▸ **INSTRUCTIONS TO FOLLOW**
Having located "Target: overcast sky" in the records below, repeat exactly the line it is on and all subsequent lines, ending with the last.

(Image point grounding data)
═══

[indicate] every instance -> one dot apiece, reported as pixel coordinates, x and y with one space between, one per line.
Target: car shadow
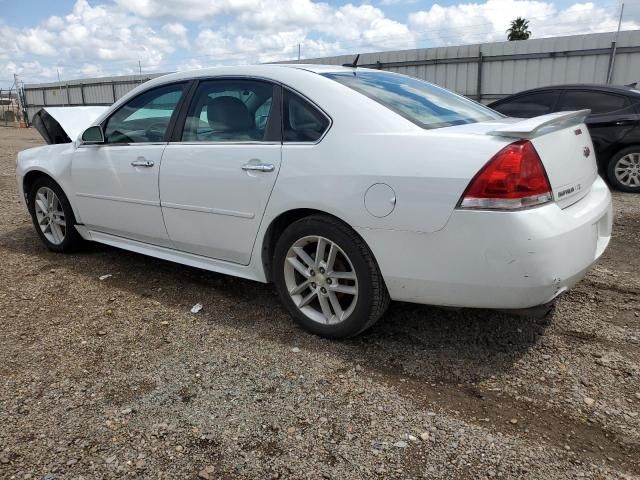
427 344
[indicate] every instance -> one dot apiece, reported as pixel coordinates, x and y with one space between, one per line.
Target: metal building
492 70
482 71
97 91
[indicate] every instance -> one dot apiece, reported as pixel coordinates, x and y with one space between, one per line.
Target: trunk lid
64 124
563 144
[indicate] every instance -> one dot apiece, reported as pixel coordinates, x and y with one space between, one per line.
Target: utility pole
59 85
19 94
614 46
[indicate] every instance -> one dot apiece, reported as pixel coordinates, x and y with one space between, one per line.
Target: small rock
206 473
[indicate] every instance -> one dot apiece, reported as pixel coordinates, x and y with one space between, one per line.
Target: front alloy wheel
52 216
327 277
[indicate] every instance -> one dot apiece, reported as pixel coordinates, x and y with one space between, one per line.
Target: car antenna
354 64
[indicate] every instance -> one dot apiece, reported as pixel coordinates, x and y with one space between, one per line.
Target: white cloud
188 9
110 38
485 22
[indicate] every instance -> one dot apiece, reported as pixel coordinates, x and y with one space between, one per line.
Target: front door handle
259 167
142 163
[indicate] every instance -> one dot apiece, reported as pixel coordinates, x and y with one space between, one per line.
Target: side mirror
93 135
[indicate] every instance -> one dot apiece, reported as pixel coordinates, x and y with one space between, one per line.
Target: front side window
598 102
144 118
229 111
530 105
422 103
302 121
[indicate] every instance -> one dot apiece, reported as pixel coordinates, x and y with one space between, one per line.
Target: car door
528 105
219 169
116 182
612 117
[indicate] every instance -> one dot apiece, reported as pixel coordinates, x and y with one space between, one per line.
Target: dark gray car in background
614 123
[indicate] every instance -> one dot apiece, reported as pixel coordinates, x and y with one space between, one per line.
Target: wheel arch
281 222
32 176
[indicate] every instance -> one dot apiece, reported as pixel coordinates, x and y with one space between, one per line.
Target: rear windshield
422 103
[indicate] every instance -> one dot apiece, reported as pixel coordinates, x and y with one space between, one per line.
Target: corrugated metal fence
493 70
99 91
482 71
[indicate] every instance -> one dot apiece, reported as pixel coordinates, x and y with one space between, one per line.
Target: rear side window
422 103
229 111
531 105
302 121
598 102
145 118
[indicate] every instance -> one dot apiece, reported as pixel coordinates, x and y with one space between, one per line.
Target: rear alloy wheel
624 170
327 278
53 217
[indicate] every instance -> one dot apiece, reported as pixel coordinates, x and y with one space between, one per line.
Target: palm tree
519 30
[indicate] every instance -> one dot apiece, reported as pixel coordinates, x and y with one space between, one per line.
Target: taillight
514 178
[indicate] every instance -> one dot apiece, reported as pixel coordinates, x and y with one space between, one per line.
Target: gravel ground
112 378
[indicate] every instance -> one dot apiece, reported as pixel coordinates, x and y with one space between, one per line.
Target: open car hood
64 124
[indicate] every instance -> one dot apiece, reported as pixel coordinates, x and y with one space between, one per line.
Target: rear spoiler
64 124
536 126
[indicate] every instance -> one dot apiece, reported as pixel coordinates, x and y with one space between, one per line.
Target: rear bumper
496 259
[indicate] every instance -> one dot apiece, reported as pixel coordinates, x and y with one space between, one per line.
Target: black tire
611 167
72 239
373 298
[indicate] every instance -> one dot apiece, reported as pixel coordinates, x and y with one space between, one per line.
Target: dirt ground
113 378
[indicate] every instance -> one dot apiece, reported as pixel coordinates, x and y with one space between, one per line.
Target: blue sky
88 38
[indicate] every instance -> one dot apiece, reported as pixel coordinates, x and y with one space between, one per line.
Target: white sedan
346 187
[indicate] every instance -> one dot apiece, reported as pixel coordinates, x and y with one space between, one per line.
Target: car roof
585 86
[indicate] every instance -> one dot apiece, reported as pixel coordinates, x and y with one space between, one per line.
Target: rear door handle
142 163
259 167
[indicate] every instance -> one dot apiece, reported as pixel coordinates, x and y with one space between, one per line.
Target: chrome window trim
140 144
231 142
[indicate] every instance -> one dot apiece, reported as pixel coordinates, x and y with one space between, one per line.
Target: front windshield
423 103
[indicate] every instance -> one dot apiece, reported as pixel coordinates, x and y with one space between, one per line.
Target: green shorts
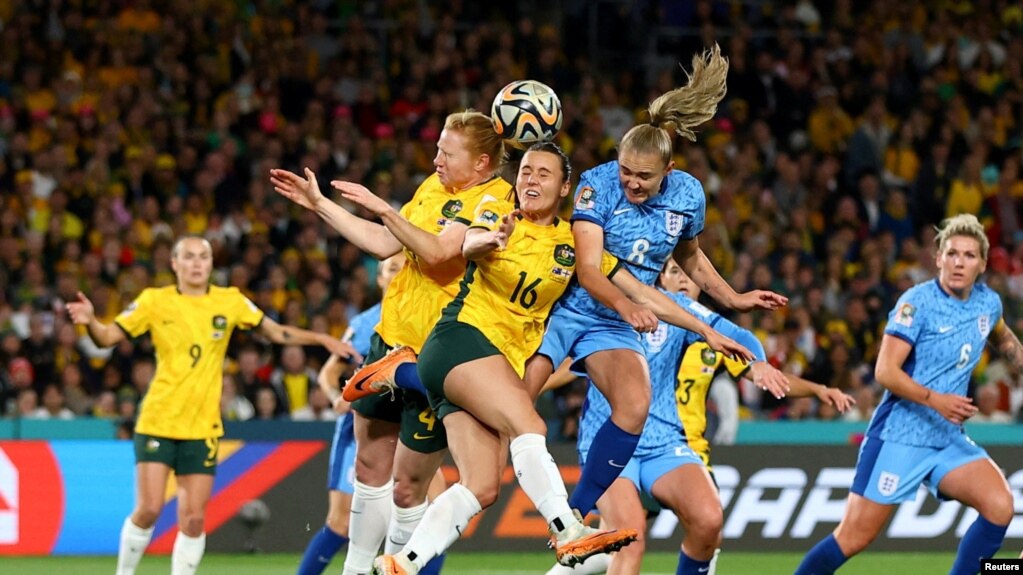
449 345
420 430
185 456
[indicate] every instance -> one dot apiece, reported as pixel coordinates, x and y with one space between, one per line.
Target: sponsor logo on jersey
673 222
586 200
451 208
904 315
488 217
565 255
219 326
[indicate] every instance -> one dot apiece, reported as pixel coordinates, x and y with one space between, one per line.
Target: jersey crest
565 255
674 222
451 208
587 198
905 313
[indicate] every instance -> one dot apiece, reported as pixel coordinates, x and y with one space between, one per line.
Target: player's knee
997 507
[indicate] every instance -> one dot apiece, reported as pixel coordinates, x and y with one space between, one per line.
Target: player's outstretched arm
667 310
696 264
888 372
291 336
589 270
799 387
369 236
1006 342
82 313
328 380
433 250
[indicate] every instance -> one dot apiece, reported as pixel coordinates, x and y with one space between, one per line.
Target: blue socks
611 450
320 550
407 378
824 559
690 566
981 541
434 567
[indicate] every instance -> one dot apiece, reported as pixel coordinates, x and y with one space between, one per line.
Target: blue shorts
890 473
576 336
643 471
342 471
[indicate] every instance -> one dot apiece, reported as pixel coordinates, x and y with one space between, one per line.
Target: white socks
367 527
134 539
539 478
442 525
403 522
595 564
187 554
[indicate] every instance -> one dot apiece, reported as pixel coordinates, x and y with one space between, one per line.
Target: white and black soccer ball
525 113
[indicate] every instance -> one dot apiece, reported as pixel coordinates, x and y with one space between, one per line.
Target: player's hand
81 312
841 401
343 349
759 299
640 318
955 408
361 195
304 191
727 346
767 378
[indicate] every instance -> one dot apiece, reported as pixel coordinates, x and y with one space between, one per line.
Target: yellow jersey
418 293
190 335
699 366
507 295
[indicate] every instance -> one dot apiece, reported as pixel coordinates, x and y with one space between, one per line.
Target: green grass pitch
485 564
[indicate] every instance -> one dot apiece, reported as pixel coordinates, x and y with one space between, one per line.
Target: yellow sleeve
610 264
487 214
248 314
136 318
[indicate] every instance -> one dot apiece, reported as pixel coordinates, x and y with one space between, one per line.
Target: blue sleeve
595 197
903 320
743 337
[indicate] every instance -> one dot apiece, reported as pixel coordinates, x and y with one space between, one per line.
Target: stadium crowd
848 132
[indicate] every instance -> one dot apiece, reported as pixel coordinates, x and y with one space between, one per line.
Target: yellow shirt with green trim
190 335
507 295
418 293
700 364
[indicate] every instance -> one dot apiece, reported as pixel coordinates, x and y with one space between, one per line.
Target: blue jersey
641 235
360 328
947 336
665 347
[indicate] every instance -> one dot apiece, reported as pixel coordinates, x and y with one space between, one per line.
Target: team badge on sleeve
565 255
488 217
451 209
673 222
984 324
586 200
904 315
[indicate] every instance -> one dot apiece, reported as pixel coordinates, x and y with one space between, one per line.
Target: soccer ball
525 113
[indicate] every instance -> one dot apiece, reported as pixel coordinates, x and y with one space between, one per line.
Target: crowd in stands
850 129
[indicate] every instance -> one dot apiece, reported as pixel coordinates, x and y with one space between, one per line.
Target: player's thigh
477 452
688 490
980 485
621 507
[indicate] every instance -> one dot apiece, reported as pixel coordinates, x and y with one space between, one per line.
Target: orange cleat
589 541
379 376
393 565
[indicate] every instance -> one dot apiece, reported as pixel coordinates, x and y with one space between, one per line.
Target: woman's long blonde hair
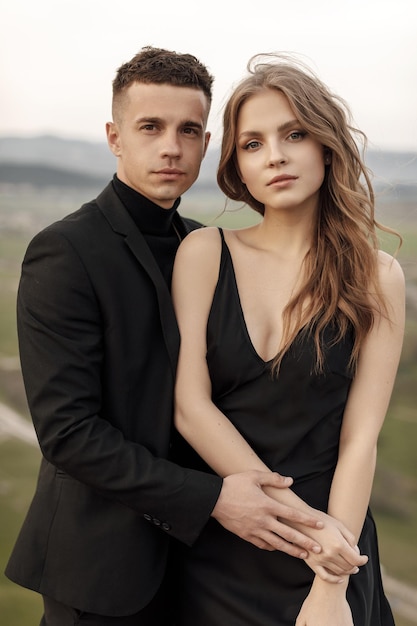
341 284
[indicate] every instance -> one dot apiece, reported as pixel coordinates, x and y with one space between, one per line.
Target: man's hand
244 509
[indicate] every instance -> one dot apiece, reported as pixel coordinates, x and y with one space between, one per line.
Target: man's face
160 139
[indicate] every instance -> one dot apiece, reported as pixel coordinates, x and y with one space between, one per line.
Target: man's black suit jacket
99 344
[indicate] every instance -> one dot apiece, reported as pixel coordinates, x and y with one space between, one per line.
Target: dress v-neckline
239 303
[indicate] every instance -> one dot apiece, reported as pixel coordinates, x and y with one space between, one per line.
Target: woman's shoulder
389 269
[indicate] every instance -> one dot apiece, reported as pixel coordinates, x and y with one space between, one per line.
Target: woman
291 337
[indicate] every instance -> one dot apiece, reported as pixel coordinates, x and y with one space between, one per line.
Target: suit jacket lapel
122 223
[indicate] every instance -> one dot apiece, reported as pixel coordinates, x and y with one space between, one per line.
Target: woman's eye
251 145
296 135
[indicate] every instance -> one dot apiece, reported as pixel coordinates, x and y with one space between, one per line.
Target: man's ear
207 136
113 138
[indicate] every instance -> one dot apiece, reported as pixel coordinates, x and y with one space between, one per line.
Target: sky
59 57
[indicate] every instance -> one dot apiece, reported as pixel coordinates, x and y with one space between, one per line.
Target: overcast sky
59 57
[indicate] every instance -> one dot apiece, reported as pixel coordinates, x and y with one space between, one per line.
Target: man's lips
282 179
170 172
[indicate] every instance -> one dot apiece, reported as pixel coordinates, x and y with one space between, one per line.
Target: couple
285 330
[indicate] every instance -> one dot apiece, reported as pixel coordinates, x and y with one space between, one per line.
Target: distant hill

═══

▸ **SOLUTION TO THIS TASK**
Target: overcast sky
59 57
[indicate] every instance -> one dot apiece, reported as pixel coordinates, x and y with one space between, one per line.
Target: man's lips
282 179
170 172
[indicate] every instance -> one dot apiece, reported as pixel coordinates, x and y with one space between, one per line.
Target: couple
285 330
[indicate] every instance -> one dot apiece, reported as pixel coordinates, x and y with one space between, one per line.
Target: distant hill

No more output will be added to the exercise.